## TÂCHE 1
Dans l'article sur l'arrêt de la production de farine au Sénégal, au sein de quelle association les sept meuniers industriels sont-ils réunis ?
## TÂCHE 2
Poursuivez l'article sur l'arrêt de la production de farine au Sénégal en reprenant après sa dernière phrase.

## TEXTE SOURCE
+ + + +

Les Meuniers stoppent la production: le Sénégal sans farine et bientôt sans pain

par pierre Dieme

Le Sénégal est à court de farine, au moment où ces lignes sont publiées. Les sept (7) Meuniers industriels du pays ont en effet décidé d’arrêter totalement leurs machines jusqu’à nouvel ordre. Par cette fermeture, ils entendent protester contre le jeu de yoyo des autorités. C’est donc une pénurie de pain qui guettent irrémédiablement le Sénégal dans les prochains jours.

Les Sérères du Sénégal ont du souci à se faire. La baguette de pain tant prisée par cette communauté risque de disparaitre des kiosques dans les jours à venir. Du moins, si l’Etat ne règle pas rapidement la grave crise qui sévit au niveau de la filière farinière nationale.

Les sept (7) Meuniers (GMD, NMA, FKS, OLAM, SEDIMA, MDS, BASMALA) du Sénégal, réunis au sein de l’Association des meuniers industriels du Sénégal (AMIS) avaient annoncé la couleur depuis le 14 septembre, puis le 02 novembre pour exiger une application de la vérité des prix sur le sac de 50 kg de farine. Mais si, en septembre, ils voulaient que le prix de ce sac soit porté à 18.500 frs — alors que le décret du 14 janvier 2021 imposait un prix de vente à 16 600 F par sac sachant que le prix du blé était de 270 euros par tonne —, aujourd’hui, ils estiment que le prix raisonnable attendu est désormais de 19 193 frs soit environ 323 euros.

+ + + +

## MATÉRIEL FOURNI
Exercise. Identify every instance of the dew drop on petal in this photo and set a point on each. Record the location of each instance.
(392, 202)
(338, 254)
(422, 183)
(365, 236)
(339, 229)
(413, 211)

+ + + +

## VOTRE RÉPONSE 1
L'Association des meuniers industriels du Sénégal (AMIS).

## VOTRE RÉPONSE 2
Le 02 novembre, les meuniers avaient annoncé un premier plan de réduction de la production nationale qui tourne autour de 3500 tonnes par jour pour un besoin national de farine de 1450 tonnes par jour et une production de plus 8 000 000 baguettes par jour.

« Après ce premier acte, on attendait, ce mercredi, un signal fort du président de la République et de son gouvernement lors du Conseil des ministres, mais nous avons été déçus parce que le sujet n’a même pas été évoqué. C’est comme si l’Etat se foutait éperdument de la situation cruciale de l’industrie meunière du Sénégal », peste Pape Abdoulaye Djigal de l’AMIS. Qui affirme qu’ « il est clair que nous allons vers la crise de la filière. Nos dirigeants jouent avec le feu et nous allons vers un arbitrage populaire ».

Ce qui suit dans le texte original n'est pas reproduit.